Set problem =
Pictures in the records should not be copied, but every other part must be repeated exactly.

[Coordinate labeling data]

....................

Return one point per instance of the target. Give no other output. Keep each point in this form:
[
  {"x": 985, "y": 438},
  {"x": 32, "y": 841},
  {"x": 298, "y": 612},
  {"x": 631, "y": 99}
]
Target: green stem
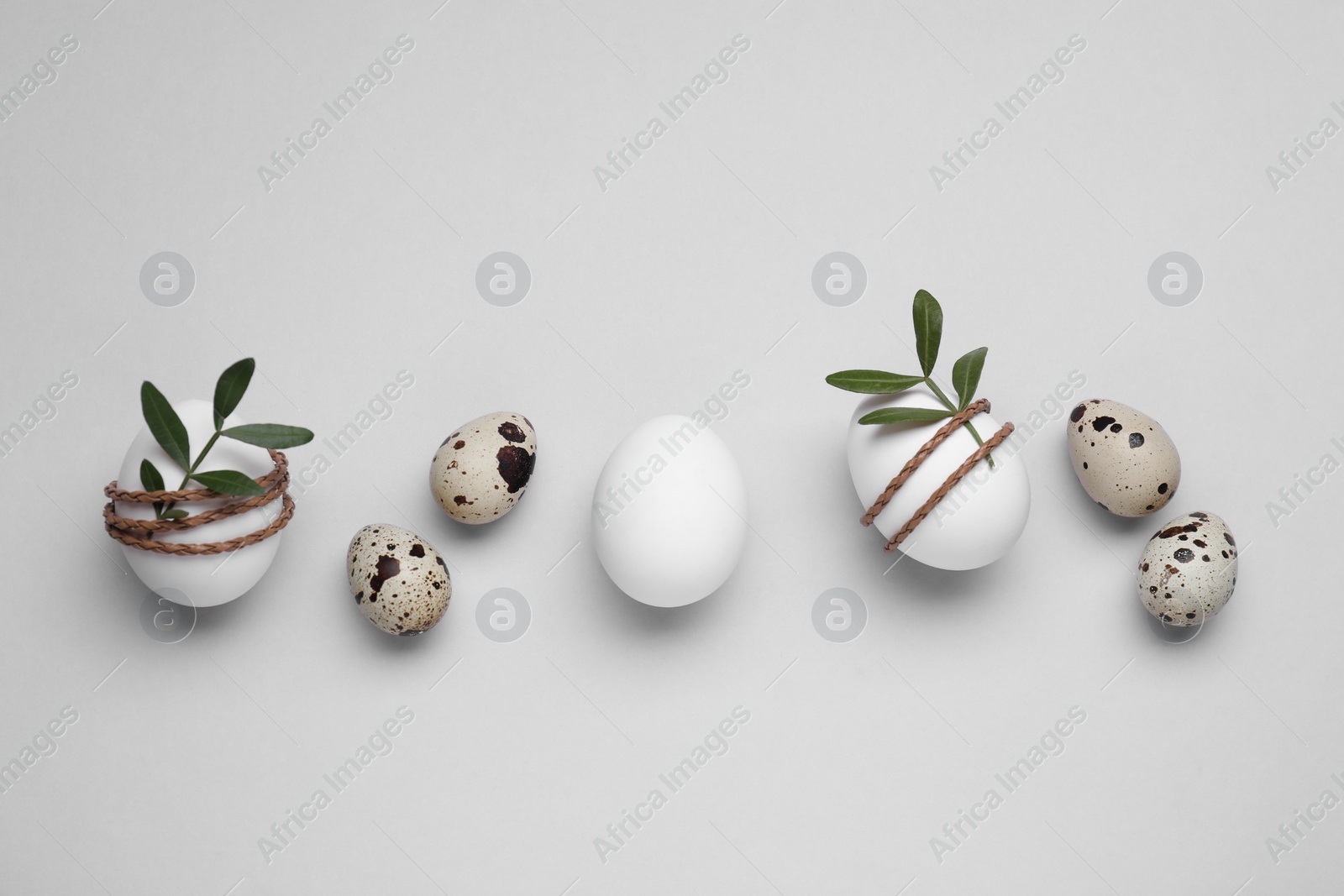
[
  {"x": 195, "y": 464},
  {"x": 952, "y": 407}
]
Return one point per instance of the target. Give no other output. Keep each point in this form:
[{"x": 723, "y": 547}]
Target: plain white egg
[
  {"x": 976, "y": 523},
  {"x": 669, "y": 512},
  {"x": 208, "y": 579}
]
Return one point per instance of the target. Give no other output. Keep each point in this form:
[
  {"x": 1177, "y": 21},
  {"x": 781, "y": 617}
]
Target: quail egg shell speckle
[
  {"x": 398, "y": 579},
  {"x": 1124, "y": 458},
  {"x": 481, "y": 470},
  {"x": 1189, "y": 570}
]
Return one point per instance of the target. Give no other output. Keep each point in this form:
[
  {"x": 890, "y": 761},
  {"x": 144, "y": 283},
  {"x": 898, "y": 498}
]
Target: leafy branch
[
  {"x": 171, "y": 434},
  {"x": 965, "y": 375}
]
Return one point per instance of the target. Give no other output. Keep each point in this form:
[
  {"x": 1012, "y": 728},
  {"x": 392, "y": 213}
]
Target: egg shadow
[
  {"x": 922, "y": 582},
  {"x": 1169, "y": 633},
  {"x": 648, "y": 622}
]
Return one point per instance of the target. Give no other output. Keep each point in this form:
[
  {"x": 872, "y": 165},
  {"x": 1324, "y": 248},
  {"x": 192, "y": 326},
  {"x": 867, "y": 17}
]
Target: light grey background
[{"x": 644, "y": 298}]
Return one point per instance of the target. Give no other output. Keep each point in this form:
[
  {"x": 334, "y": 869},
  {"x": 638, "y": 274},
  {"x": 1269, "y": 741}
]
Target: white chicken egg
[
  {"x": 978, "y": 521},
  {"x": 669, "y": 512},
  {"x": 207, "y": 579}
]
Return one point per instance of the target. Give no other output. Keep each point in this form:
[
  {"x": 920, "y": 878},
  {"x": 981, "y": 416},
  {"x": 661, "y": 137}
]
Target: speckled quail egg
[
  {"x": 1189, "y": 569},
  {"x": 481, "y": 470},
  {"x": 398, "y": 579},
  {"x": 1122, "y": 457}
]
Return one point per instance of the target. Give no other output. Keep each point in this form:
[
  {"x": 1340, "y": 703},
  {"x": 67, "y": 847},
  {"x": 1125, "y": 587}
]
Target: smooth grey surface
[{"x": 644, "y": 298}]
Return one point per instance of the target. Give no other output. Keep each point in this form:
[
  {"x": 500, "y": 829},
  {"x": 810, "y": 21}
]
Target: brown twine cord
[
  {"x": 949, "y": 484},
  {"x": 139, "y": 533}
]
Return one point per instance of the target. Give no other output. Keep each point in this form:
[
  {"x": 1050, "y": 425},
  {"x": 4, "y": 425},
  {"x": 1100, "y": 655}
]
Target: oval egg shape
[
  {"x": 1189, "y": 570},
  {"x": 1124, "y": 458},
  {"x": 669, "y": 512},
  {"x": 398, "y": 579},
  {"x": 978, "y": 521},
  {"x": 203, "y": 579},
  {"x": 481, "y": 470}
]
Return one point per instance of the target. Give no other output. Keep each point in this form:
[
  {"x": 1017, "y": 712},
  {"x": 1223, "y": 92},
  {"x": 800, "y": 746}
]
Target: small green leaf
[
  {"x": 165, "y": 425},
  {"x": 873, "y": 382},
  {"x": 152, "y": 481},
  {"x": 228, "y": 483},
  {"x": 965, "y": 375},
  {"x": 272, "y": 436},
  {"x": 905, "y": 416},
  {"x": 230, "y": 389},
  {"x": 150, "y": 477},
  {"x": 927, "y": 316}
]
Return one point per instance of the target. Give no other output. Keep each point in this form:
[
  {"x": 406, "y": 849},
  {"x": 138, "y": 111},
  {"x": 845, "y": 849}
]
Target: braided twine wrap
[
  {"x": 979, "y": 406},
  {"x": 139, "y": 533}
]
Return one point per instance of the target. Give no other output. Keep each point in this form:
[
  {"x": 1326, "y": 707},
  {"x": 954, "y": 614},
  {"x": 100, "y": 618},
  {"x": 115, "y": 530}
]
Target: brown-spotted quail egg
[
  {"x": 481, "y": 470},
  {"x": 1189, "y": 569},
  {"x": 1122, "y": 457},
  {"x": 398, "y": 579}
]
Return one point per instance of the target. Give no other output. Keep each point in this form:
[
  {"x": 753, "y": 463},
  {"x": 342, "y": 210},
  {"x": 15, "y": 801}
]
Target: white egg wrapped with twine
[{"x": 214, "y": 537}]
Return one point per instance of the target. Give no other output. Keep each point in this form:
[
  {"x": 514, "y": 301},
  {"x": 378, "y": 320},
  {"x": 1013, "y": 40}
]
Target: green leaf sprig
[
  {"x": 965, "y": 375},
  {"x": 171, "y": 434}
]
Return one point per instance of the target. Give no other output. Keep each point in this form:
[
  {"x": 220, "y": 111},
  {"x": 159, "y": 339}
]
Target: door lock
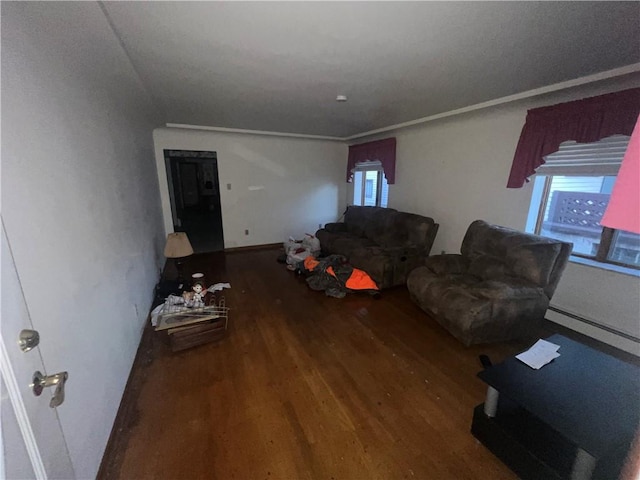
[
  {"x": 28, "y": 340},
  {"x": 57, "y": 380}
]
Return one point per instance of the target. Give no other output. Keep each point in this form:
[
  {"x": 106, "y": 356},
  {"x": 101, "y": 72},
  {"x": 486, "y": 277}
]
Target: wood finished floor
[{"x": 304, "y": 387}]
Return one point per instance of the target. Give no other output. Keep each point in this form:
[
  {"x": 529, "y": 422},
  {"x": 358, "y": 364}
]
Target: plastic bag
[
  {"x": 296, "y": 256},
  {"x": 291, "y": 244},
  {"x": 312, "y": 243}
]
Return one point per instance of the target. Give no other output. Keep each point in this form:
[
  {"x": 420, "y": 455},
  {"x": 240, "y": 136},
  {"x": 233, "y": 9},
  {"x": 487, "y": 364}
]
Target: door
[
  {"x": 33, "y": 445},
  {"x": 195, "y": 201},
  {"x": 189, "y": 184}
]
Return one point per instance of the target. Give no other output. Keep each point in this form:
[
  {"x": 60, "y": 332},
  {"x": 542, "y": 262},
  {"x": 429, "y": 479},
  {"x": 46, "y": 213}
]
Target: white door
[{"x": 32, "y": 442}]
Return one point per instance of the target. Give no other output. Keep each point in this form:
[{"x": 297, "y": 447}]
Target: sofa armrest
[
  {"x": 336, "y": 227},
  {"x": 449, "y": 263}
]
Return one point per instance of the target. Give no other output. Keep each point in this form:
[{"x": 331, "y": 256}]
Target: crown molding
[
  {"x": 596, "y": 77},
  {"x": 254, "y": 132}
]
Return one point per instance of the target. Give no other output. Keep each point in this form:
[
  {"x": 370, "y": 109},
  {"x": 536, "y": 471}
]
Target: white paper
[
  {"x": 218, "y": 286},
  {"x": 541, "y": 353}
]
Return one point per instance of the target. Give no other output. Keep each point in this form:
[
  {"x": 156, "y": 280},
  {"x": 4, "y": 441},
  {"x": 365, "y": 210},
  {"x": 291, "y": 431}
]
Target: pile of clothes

....................

Answer below =
Return one point per instance of the target. Give no other output. Keep each point in this form:
[
  {"x": 985, "y": 438},
  {"x": 32, "y": 841},
  {"x": 298, "y": 612},
  {"x": 631, "y": 99}
]
Target: green stem
[
  {"x": 195, "y": 464},
  {"x": 952, "y": 407}
]
Return one point per instance of the target. Give no other output. Keep each point in this form:
[{"x": 723, "y": 547}]
Target: plain white egg
[
  {"x": 976, "y": 523},
  {"x": 669, "y": 512},
  {"x": 208, "y": 579}
]
Return one point per instance of the target. Give no other output. Keep each point in this form:
[
  {"x": 1177, "y": 21},
  {"x": 781, "y": 617}
]
Target: quail egg shell speckle
[
  {"x": 398, "y": 579},
  {"x": 1124, "y": 458},
  {"x": 481, "y": 470},
  {"x": 1189, "y": 570}
]
Return one point per instance of the target. Give no other output. Keep each point in this form:
[
  {"x": 890, "y": 761},
  {"x": 144, "y": 283},
  {"x": 898, "y": 498}
]
Target: leafy branch
[
  {"x": 171, "y": 434},
  {"x": 965, "y": 375}
]
Return one point per instance of the target. Give no other output. Keep each point in this form:
[
  {"x": 1012, "y": 728},
  {"x": 392, "y": 213}
]
Target: egg shadow
[
  {"x": 922, "y": 582},
  {"x": 1169, "y": 633},
  {"x": 648, "y": 622}
]
Return one point per instance of the target. Give no other output. Keep each point in this form:
[
  {"x": 872, "y": 165},
  {"x": 1324, "y": 248},
  {"x": 192, "y": 326},
  {"x": 867, "y": 17}
]
Target: light grey background
[{"x": 644, "y": 298}]
Return one point per instance of the target. Give no other output. Keep each point in this form:
[
  {"x": 334, "y": 869},
  {"x": 638, "y": 274},
  {"x": 1269, "y": 741}
]
Target: white chicken egg
[
  {"x": 978, "y": 521},
  {"x": 669, "y": 512},
  {"x": 207, "y": 579}
]
Return one point per instance of the target. Give no other output. Keep each point in this form:
[
  {"x": 920, "y": 878},
  {"x": 981, "y": 416},
  {"x": 661, "y": 137}
]
Target: speckled quail egg
[
  {"x": 1189, "y": 569},
  {"x": 481, "y": 470},
  {"x": 398, "y": 579},
  {"x": 1122, "y": 457}
]
Return one point per instance of the target. Give no other output. Keep each point in this form:
[
  {"x": 1340, "y": 703},
  {"x": 67, "y": 847},
  {"x": 1125, "y": 587}
]
Target: smooth grey surface
[{"x": 644, "y": 298}]
Return one point per instance of the target. Give no other output. Keep each point in this form:
[
  {"x": 500, "y": 829},
  {"x": 810, "y": 21}
]
Target: brown twine cord
[
  {"x": 949, "y": 484},
  {"x": 139, "y": 533}
]
Return one point per instance of the target. Give no other output. Keep each point in this form:
[
  {"x": 1050, "y": 425},
  {"x": 4, "y": 425},
  {"x": 1100, "y": 655}
]
Target: oval egg shape
[
  {"x": 1189, "y": 570},
  {"x": 1124, "y": 458},
  {"x": 669, "y": 512},
  {"x": 398, "y": 579},
  {"x": 978, "y": 521},
  {"x": 203, "y": 579},
  {"x": 481, "y": 470}
]
Return one point per instance of the target. Give no other output. Keep each point in this form:
[
  {"x": 1017, "y": 712},
  {"x": 1223, "y": 92},
  {"x": 800, "y": 746}
]
Target: small green leaf
[
  {"x": 165, "y": 425},
  {"x": 873, "y": 382},
  {"x": 152, "y": 481},
  {"x": 228, "y": 483},
  {"x": 965, "y": 375},
  {"x": 272, "y": 436},
  {"x": 905, "y": 416},
  {"x": 230, "y": 389},
  {"x": 150, "y": 477},
  {"x": 927, "y": 316}
]
Return one point per instance of the target. Give no other output. Keep each point in this form:
[
  {"x": 406, "y": 849},
  {"x": 138, "y": 111},
  {"x": 845, "y": 849}
]
Target: braided twine wrap
[
  {"x": 979, "y": 406},
  {"x": 139, "y": 533}
]
Return one point per instance of the target. Give no other output. Keep each point in this form:
[
  {"x": 1326, "y": 707},
  {"x": 954, "y": 614},
  {"x": 100, "y": 618},
  {"x": 115, "y": 530}
]
Target: brown-spotted quail egg
[
  {"x": 481, "y": 470},
  {"x": 1189, "y": 569},
  {"x": 1122, "y": 457},
  {"x": 398, "y": 579}
]
Return one point per instance of the target. Give no other output. Keep each point in this form:
[
  {"x": 753, "y": 463},
  {"x": 342, "y": 210},
  {"x": 15, "y": 801}
]
Target: white egg wrapped with twine
[{"x": 214, "y": 537}]
Return one point per instance of the target. Give no other output. Keep each point in this form:
[
  {"x": 514, "y": 301},
  {"x": 378, "y": 320},
  {"x": 1013, "y": 40}
]
Target: green leaf sprig
[
  {"x": 965, "y": 375},
  {"x": 171, "y": 434}
]
Return one point per instance of the target. Give no other output. Keep each point in this form:
[
  {"x": 220, "y": 111},
  {"x": 159, "y": 339}
]
Target: door lock
[
  {"x": 28, "y": 340},
  {"x": 57, "y": 380}
]
Return one point per instance of the target. Give no other output. Keep each point in this form:
[
  {"x": 106, "y": 356},
  {"x": 101, "y": 72},
  {"x": 486, "y": 277}
]
Target: wood finished floor
[{"x": 304, "y": 387}]
Return one point per instance of the target. Give no other output. Keep each point in this form:
[
  {"x": 529, "y": 422},
  {"x": 358, "y": 364}
]
Target: plastic bag
[
  {"x": 296, "y": 256},
  {"x": 291, "y": 244},
  {"x": 312, "y": 243}
]
Return one point per instance of the target. Give no other output. Keep each point in this form:
[
  {"x": 420, "y": 455},
  {"x": 240, "y": 136},
  {"x": 233, "y": 9},
  {"x": 487, "y": 364}
]
Target: door
[
  {"x": 33, "y": 445},
  {"x": 195, "y": 201},
  {"x": 189, "y": 184}
]
Return one point per instance of the target. Give no other output. Keep each point in this form:
[
  {"x": 60, "y": 332},
  {"x": 542, "y": 262},
  {"x": 429, "y": 479},
  {"x": 46, "y": 213}
]
Target: white door
[{"x": 32, "y": 442}]
Return one point per instance of the target. Give no other output. Keep each point in this form:
[{"x": 297, "y": 447}]
Target: sofa armrest
[
  {"x": 336, "y": 227},
  {"x": 449, "y": 263}
]
Return one point per instance of the target. Give no other output. Keep each point in this form:
[{"x": 331, "y": 256}]
Target: crown molding
[
  {"x": 596, "y": 77},
  {"x": 254, "y": 132}
]
Return one point per instance of the target. Give no other output. Keep each point in this form:
[
  {"x": 370, "y": 109},
  {"x": 536, "y": 471}
]
Target: white paper
[
  {"x": 218, "y": 286},
  {"x": 541, "y": 353}
]
Return one point per instance of the target. Give no other output. Keep each point in this form:
[
  {"x": 156, "y": 280},
  {"x": 4, "y": 441},
  {"x": 365, "y": 210},
  {"x": 291, "y": 431}
]
Target: pile of clothes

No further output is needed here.